- What is expected -
Reproduce the data below verbatim, starting at its first line and stopping after the line that contains "(0, 514), (717, 1091)". Omit the pictures.
※ ※ ※
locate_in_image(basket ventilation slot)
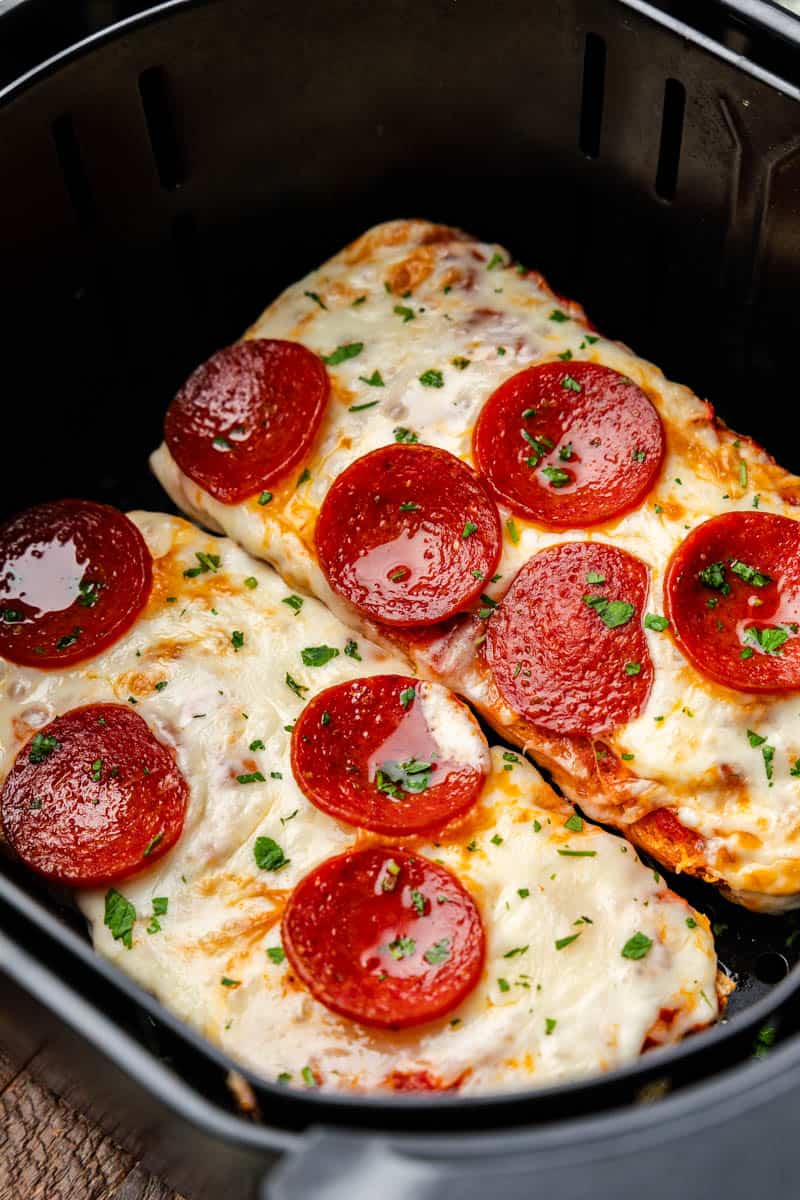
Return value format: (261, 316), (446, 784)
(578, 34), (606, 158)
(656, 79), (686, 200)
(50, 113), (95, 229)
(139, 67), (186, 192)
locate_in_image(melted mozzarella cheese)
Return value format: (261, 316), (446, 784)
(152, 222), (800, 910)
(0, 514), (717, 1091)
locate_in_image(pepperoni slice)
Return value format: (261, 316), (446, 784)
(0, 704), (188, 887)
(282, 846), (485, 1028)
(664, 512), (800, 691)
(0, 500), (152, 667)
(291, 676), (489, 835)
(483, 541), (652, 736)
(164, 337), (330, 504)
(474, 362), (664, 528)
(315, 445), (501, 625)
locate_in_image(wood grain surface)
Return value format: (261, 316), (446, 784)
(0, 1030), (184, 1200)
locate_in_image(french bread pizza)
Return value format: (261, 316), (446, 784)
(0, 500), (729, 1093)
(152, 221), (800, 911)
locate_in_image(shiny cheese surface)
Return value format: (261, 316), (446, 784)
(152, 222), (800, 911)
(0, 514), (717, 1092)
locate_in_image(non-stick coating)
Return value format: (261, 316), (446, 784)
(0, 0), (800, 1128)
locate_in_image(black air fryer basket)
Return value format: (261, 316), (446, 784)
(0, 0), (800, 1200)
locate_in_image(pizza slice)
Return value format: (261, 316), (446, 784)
※ ※ ※
- Response -
locate_in_image(basket ventilation slot)
Return value format: (261, 316), (446, 784)
(578, 34), (606, 158)
(656, 79), (686, 200)
(50, 113), (95, 229)
(139, 67), (186, 192)
locate_in_image(melted mozzarella cheese)
Return value format: (261, 316), (446, 784)
(152, 222), (800, 910)
(0, 514), (717, 1091)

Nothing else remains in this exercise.